Your goal:
I need each line of the entries below that includes the string "helmet".

====================

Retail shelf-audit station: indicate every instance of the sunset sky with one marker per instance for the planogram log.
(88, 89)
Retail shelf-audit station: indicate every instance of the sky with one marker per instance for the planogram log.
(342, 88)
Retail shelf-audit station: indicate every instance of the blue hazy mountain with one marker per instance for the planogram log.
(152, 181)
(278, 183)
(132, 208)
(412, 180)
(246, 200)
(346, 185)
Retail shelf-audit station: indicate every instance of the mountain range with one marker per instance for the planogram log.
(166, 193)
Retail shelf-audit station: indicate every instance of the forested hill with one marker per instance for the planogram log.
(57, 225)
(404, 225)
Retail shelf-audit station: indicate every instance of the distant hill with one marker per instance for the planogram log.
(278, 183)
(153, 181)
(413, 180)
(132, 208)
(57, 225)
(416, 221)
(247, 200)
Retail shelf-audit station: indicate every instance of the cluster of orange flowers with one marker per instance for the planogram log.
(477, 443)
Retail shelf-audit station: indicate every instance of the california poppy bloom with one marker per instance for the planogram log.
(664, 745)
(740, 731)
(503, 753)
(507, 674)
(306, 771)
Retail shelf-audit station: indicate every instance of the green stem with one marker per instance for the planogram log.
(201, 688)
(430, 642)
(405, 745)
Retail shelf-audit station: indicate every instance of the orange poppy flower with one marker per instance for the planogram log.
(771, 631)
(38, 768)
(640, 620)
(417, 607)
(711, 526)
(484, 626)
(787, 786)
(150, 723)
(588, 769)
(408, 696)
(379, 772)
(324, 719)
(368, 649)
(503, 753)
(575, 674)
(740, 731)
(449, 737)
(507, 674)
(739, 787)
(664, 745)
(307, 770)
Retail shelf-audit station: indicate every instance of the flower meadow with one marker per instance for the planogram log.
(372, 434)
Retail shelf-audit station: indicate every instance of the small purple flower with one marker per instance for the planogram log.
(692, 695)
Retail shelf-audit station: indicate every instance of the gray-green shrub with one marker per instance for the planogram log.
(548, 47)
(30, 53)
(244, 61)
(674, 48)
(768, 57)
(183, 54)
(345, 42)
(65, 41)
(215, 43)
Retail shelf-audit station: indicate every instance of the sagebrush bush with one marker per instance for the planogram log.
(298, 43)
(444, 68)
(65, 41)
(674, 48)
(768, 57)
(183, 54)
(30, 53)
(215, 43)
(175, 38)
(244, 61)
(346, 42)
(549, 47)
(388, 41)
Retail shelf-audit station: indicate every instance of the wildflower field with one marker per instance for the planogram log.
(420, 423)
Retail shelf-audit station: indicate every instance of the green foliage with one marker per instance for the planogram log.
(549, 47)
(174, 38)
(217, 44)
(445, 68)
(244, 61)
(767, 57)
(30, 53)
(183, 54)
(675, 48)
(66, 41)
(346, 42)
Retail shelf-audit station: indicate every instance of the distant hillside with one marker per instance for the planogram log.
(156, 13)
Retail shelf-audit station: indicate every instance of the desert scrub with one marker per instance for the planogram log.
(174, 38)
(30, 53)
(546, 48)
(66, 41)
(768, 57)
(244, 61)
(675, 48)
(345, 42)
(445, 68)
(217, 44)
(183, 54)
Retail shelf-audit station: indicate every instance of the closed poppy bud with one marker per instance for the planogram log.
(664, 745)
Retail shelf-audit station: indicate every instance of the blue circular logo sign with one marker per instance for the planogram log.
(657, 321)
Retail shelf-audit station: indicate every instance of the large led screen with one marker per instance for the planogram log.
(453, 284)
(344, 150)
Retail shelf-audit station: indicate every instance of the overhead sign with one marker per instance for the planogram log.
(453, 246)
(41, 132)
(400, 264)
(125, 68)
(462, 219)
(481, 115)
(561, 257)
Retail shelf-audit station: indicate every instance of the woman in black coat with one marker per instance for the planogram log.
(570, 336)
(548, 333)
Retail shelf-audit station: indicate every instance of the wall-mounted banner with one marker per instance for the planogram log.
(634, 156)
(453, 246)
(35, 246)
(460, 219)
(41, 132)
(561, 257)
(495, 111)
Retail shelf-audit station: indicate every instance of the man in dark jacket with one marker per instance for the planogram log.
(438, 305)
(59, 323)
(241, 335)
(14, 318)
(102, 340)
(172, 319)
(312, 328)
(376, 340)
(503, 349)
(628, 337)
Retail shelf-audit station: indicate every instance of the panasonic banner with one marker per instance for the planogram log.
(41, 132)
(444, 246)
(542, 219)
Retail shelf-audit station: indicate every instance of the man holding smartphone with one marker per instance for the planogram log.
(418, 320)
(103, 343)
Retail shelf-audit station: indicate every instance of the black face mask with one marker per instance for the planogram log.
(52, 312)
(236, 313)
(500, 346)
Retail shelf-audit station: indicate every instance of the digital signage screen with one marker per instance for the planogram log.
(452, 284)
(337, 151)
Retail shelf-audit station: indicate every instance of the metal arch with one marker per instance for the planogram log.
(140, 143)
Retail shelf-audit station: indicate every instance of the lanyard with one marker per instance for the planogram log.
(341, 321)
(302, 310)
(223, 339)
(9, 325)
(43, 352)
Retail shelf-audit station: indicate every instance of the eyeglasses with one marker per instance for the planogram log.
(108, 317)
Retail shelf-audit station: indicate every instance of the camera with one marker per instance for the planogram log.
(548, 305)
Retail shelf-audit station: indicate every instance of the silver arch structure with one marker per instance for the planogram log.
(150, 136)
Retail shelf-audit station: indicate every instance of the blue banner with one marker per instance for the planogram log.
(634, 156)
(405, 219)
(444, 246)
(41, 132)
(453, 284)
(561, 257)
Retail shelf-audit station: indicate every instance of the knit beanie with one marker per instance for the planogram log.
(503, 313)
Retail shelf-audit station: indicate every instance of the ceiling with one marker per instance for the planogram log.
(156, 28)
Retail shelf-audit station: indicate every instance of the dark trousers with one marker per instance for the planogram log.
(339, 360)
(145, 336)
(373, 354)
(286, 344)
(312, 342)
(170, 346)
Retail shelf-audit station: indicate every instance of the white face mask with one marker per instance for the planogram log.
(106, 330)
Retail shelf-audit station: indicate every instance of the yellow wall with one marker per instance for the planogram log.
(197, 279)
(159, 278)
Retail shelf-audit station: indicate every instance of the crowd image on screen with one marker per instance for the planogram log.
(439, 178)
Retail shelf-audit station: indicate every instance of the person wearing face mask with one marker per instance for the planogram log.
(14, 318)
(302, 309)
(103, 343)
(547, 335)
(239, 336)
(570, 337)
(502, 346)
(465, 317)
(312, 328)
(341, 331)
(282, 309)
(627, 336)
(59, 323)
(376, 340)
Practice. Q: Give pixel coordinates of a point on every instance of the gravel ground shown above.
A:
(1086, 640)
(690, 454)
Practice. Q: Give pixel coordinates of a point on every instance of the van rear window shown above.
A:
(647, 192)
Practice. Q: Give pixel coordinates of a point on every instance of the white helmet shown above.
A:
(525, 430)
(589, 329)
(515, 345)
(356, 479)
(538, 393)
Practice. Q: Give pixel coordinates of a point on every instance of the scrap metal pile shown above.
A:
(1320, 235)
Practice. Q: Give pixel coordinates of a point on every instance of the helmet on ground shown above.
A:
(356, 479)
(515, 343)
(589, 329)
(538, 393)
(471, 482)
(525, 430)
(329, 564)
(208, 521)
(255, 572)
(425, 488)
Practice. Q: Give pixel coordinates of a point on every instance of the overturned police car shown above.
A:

====================

Result:
Practice. Q: Give pixel coordinates of a point on every instance of the white helmet shown above.
Practice. Q: Give pixel coordinates of a point on every instance of the helmet on ground shown above.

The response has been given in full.